● YOUR GOAL
Render the material below as a numbered list, omitting any blank lines.

>> Start DATA SUPPLIED

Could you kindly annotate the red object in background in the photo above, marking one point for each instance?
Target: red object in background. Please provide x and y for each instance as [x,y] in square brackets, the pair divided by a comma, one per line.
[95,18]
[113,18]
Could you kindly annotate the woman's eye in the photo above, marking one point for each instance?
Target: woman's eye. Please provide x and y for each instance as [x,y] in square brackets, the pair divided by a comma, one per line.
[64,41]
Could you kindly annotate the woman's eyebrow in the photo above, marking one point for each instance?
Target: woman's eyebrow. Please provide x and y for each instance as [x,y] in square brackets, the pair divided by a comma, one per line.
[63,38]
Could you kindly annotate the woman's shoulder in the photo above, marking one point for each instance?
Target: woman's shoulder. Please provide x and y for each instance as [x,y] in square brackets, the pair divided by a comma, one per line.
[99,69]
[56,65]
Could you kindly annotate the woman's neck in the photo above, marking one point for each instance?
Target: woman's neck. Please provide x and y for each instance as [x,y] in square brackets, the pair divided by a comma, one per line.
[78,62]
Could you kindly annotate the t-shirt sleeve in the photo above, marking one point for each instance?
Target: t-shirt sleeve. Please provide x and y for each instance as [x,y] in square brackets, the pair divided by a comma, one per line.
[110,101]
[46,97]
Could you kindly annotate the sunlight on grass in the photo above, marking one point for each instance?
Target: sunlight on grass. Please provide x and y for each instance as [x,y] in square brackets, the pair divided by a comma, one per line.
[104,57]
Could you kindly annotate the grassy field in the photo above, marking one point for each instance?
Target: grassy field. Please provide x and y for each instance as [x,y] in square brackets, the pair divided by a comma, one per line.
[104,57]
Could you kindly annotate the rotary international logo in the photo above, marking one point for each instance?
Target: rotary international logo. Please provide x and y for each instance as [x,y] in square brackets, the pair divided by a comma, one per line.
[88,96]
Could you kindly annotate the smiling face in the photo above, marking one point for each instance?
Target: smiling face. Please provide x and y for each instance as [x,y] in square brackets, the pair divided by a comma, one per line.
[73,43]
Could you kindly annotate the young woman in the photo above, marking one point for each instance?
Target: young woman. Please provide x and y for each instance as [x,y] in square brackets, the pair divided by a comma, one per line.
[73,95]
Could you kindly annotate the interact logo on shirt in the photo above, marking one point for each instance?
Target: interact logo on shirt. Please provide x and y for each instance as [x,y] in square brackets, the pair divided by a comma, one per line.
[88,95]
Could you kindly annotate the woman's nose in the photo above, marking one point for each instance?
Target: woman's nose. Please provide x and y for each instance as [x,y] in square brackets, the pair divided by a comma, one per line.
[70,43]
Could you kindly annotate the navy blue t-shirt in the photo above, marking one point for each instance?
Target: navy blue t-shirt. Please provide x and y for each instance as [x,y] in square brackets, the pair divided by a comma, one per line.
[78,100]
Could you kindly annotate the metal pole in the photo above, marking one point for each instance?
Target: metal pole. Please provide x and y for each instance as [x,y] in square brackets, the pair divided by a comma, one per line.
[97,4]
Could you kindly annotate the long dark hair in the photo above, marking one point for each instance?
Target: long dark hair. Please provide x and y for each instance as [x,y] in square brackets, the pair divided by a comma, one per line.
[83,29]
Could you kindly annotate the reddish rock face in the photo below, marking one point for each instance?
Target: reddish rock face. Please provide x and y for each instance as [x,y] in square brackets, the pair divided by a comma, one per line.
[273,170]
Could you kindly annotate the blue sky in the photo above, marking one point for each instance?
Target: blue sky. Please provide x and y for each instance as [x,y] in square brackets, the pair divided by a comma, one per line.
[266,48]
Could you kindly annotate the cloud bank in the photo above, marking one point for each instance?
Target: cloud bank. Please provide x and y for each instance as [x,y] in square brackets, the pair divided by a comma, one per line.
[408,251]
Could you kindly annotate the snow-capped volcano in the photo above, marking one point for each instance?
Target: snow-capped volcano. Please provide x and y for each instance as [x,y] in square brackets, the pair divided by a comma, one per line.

>> End DATA SUPPLIED

● EXERCISE ANSWER
1. Could you kindly annotate the red object in background in the photo above, marking one point for each instance?
2. Target: red object in background. Please provide x and y for each instance as [x,y] in square brackets, the pair divided by a comma, one per line.
3. [95,18]
4. [113,18]
5. Could you kindly annotate the woman's eye in the photo above, marking one point for each instance?
6. Target: woman's eye. Please provide x and y for each instance as [x,y] in square brackets, the pair divided by a comma, one per line.
7. [64,41]
8. Could you kindly annotate the woman's eyebrow in the photo above, marking one point for each instance?
9. Target: woman's eyebrow. Please provide x and y for each instance as [x,y] in square brackets, the pair divided by a comma, one per line.
10. [63,38]
11. Could you kindly annotate the woman's shoulder in the photo above, marking one point for each instance?
12. Target: woman's shoulder. Please provide x and y for each instance as [x,y] in square brackets, the pair divided by a comma, one per line.
13. [99,69]
14. [56,65]
15. Could you kindly annotate the woman's neck in the photo above, marking one point for each instance?
16. Target: woman's neck. Please provide x and y for each instance as [x,y] in square brackets, the pair divided by a comma, one per line.
17. [78,62]
18. Could you kindly annotate the t-shirt sleeve in the photo above, marking one point for each instance?
19. Target: t-shirt sleeve. Please provide x and y for each instance as [x,y] in square brackets, the pair divided by a comma, one per line.
20. [110,101]
21. [46,97]
22. Could you kindly annotate the sunlight on grass in the photo above, marking one point for each instance?
23. Target: sunlight on grass. Please provide x and y for each instance as [x,y] in square brackets, the pair divided by a comma, one per line.
24. [104,57]
25. Could you kindly annotate the grassy field in the photo above, marking one point for each instance?
26. Target: grassy field. Please provide x and y for each instance as [x,y] in square brackets, the pair divided by a comma, one per line.
27. [104,57]
28. Could you kindly annotate the rotary international logo in the photo above, marking one point for each instance?
29. Target: rotary international logo. Please provide x and y for each instance as [x,y] in square brackets, the pair divided by a comma, one per line.
30. [88,96]
31. Could you kindly annotate the smiling face in the photo above, marking one point for each instance?
32. Target: smiling face. Please provide x and y for each instance as [x,y] in square brackets, the pair divided by a comma, one per line.
33. [73,43]
34. Could you kindly annotate the young woman in the photo above, marking one point for each instance?
35. Target: young woman. Please provide x and y for each instance as [x,y] in square brackets, the pair divided by a comma, one per line.
36. [73,95]
37. Could you kindly annotate the interact logo on shirt in the photo above, marking one point for each instance?
38. Target: interact logo on shirt. Please provide x and y for each instance as [x,y] in square brackets, the pair divided by a comma, one per line.
39. [88,95]
40. Could you kindly annotate the woman's nose in the photo above, marking one point for each instance?
41. Target: woman's nose. Please provide x and y for each instance as [x,y] in square brackets, the pair divided by a comma, one per line.
42. [70,43]
43. Could you kindly annotate the navy blue t-shirt in the photo above, marking one point for each instance?
44. Target: navy blue t-shirt. Please provide x and y for each instance as [x,y] in square brackets, the pair divided by a comma, one per line.
45. [78,100]
46. Could you kindly annotate the metal pole in the photo above, marking one point for each instance?
47. Target: metal pole. Please provide x and y for each instance as [x,y] in square brackets, the pair divided by a comma, one per line.
48. [97,4]
49. Could you kindly annotate the long dark hair in the photo above, marking one point for each instance?
50. Target: long dark hair. Please provide x and y for each instance as [x,y] in square brackets, the pair divided by a comma, one per line.
51. [83,29]
52. Could you kindly annotate the reddish rock face in the photo below, marking one point for each instance?
53. Target: reddish rock face. Please provide x and y for each instance as [x,y] in square brackets, the pair divided by a comma, one per line.
54. [273,170]
55. Could you kindly annotate the blue sky in the photo above, marking one point for each instance?
56. Target: blue sky. Please provide x and y for each instance as [x,y] in square brackets, the pair divided by a comma, one per line.
57. [266,48]
58. Could you kindly annotate the cloud bank in the photo above, marking one point for each instance?
59. Target: cloud bank. Please provide x and y for each instance as [x,y] in square brackets, the pair divided by a comma, one per line.
60. [408,251]
61. Could you kindly annotate the snow-capped volcano in the photo above, marking one point for each instance?
62. Target: snow-capped volcano. Please provide x and y for each instance as [x,y] in square brackets, the pair divided by a comma, one per line.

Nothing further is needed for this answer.